▸ What the exercise asks: Reproduce the material below, substituting "object" for every occurrence of "instance" and leaving everything else unaltered.

▸ Dataset records:
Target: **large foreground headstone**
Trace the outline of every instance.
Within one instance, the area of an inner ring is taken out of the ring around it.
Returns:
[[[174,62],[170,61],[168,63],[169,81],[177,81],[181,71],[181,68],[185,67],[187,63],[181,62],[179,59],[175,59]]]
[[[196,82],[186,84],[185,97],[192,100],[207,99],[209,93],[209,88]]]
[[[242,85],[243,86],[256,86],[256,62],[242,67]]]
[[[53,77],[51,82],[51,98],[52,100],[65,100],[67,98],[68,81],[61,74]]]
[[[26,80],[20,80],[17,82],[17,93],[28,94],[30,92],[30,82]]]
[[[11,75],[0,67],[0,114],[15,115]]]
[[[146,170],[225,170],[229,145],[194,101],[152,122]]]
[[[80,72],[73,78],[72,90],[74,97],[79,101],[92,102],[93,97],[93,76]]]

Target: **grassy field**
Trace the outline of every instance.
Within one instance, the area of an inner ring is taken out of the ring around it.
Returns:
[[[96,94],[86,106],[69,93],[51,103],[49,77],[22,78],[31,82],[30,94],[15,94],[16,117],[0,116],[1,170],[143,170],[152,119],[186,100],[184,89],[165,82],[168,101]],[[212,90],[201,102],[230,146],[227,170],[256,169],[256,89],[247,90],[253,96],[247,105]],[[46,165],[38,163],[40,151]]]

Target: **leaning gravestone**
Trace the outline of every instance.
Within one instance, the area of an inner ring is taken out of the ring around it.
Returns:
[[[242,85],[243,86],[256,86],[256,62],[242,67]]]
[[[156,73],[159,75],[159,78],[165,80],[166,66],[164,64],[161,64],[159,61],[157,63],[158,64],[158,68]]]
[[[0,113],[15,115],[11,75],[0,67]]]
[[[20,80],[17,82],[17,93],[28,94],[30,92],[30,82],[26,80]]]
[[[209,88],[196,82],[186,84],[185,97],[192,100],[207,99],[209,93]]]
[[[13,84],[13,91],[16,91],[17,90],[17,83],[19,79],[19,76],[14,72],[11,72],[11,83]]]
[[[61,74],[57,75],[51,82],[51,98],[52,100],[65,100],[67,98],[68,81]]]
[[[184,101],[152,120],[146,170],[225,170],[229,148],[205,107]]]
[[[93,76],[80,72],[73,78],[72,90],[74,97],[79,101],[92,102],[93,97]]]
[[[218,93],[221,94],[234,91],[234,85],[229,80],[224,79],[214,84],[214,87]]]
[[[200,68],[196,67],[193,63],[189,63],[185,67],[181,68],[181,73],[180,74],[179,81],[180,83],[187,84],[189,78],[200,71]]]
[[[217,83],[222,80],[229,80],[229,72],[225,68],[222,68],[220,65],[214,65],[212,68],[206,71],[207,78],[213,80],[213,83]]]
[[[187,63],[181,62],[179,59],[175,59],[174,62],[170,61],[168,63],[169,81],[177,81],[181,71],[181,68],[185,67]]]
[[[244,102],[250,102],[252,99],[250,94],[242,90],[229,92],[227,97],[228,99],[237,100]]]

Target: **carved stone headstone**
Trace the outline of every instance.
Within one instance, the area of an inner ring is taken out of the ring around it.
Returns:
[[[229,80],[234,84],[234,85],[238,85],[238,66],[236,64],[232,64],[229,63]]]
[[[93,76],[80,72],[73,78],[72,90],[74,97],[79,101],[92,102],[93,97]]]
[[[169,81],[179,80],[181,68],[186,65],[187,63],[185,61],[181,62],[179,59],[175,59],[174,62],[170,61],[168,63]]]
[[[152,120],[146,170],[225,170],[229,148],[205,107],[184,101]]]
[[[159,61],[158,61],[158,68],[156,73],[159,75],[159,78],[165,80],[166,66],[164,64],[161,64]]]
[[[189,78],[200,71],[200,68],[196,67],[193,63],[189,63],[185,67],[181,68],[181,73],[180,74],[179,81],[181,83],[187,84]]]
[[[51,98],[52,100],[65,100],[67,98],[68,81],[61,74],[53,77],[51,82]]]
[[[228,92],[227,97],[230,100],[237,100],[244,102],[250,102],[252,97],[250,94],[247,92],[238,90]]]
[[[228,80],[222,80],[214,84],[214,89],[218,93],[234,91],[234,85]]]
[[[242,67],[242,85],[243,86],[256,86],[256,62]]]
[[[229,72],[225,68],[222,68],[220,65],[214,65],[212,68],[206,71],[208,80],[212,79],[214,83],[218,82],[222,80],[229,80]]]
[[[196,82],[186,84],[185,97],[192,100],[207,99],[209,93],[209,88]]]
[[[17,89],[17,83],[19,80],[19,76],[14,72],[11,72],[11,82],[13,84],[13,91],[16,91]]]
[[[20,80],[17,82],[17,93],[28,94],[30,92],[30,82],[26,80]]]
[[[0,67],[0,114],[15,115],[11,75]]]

▸ The completed task:
Target: **large foreground headstone**
Trace the outline of every object.
Within one object, the area of an inner ring is taken out of the ring around it.
Returns:
[[[174,62],[170,61],[168,63],[169,81],[177,81],[181,71],[181,68],[185,67],[187,63],[181,62],[179,59],[175,59]]]
[[[196,82],[186,84],[185,97],[192,100],[207,99],[209,93],[209,88]]]
[[[242,85],[243,86],[256,86],[256,62],[242,67]]]
[[[53,77],[51,82],[51,98],[52,100],[65,100],[67,98],[68,81],[61,74]]]
[[[26,80],[20,80],[17,82],[17,93],[28,94],[30,92],[30,82]]]
[[[11,75],[0,67],[0,114],[15,115]]]
[[[146,170],[225,170],[229,145],[194,101],[152,122]]]
[[[80,72],[73,78],[72,90],[74,97],[79,101],[92,102],[93,97],[93,76]]]

Target: **grassy field**
Trace the outline of every object.
Within one object, the area of an inner ring is taken out of the ring around it.
Returns:
[[[96,94],[86,106],[69,93],[51,103],[49,77],[22,78],[31,82],[30,94],[15,94],[16,117],[0,116],[1,170],[143,170],[152,119],[186,100],[184,89],[165,82],[168,101]],[[212,90],[201,102],[230,146],[227,170],[256,169],[256,89],[247,90],[253,96],[247,105]],[[46,165],[38,163],[40,151]]]

Target: **leaning gravestone**
Trace the outline of every object.
Within one object, the area of an inner ring is taken out of the ring around it.
Returns:
[[[242,85],[243,86],[256,86],[256,62],[242,67]]]
[[[156,73],[159,75],[159,78],[165,80],[166,66],[164,64],[161,64],[159,61],[157,63],[158,64],[158,68]]]
[[[0,113],[15,115],[11,75],[0,67]]]
[[[20,80],[17,82],[17,93],[28,94],[30,92],[30,82],[26,80]]]
[[[209,88],[196,82],[186,84],[185,97],[192,100],[207,99],[209,93]]]
[[[13,84],[13,91],[16,91],[17,90],[17,83],[19,79],[19,76],[14,72],[11,72],[11,83]]]
[[[61,74],[57,75],[51,82],[51,98],[52,100],[65,100],[67,98],[68,81]]]
[[[184,101],[152,120],[146,170],[225,170],[229,148],[205,107]]]
[[[93,76],[80,72],[73,78],[72,90],[74,97],[79,101],[92,102],[93,97]]]
[[[218,93],[221,94],[234,91],[234,85],[229,80],[224,79],[214,84],[214,87]]]
[[[200,68],[196,67],[193,63],[189,63],[185,67],[181,68],[181,73],[180,74],[179,81],[180,83],[187,84],[189,78],[200,71]]]
[[[217,83],[222,80],[229,80],[229,72],[225,68],[222,68],[220,65],[214,65],[212,68],[206,71],[207,78],[213,80],[213,83]]]
[[[187,63],[181,62],[179,59],[175,59],[174,62],[170,61],[168,63],[169,81],[177,81],[181,71],[181,68],[185,67]]]
[[[244,102],[250,102],[252,99],[250,94],[242,90],[229,92],[227,97],[228,99],[237,100]]]

Target: **carved stone headstone**
Trace the outline of every object.
Within one object, the area of an inner ring is taken out of the ring around it.
Returns:
[[[229,80],[234,84],[234,85],[238,85],[238,66],[236,64],[232,64],[229,63]]]
[[[93,76],[80,72],[73,78],[72,90],[74,97],[79,101],[92,102],[93,97]]]
[[[169,81],[179,80],[181,68],[186,65],[187,63],[185,61],[181,62],[179,59],[175,59],[174,62],[170,61],[168,63]]]
[[[152,120],[146,170],[225,170],[229,148],[205,107],[184,101]]]
[[[159,61],[158,61],[158,68],[156,73],[159,75],[159,78],[165,80],[166,66],[164,64],[161,64]]]
[[[189,78],[200,71],[200,68],[196,67],[193,63],[189,63],[185,67],[181,68],[181,73],[180,74],[179,81],[181,83],[187,84]]]
[[[51,98],[52,100],[65,100],[67,98],[68,81],[61,74],[53,77],[51,82]]]
[[[228,92],[227,97],[230,100],[237,100],[244,102],[250,102],[252,97],[250,94],[247,92],[238,90]]]
[[[228,80],[222,80],[214,84],[214,89],[218,93],[234,91],[234,85]]]
[[[242,67],[242,85],[243,86],[256,86],[256,62]]]
[[[229,72],[225,68],[222,68],[220,65],[214,65],[212,68],[206,71],[208,80],[212,79],[214,83],[218,82],[222,80],[229,80]]]
[[[196,82],[186,84],[185,97],[192,100],[207,99],[209,93],[209,88]]]
[[[17,89],[17,83],[19,80],[19,76],[14,72],[11,72],[11,82],[13,84],[13,91],[16,91]]]
[[[20,80],[17,82],[17,93],[28,94],[30,92],[30,82],[26,80]]]
[[[0,67],[0,114],[15,115],[11,75]]]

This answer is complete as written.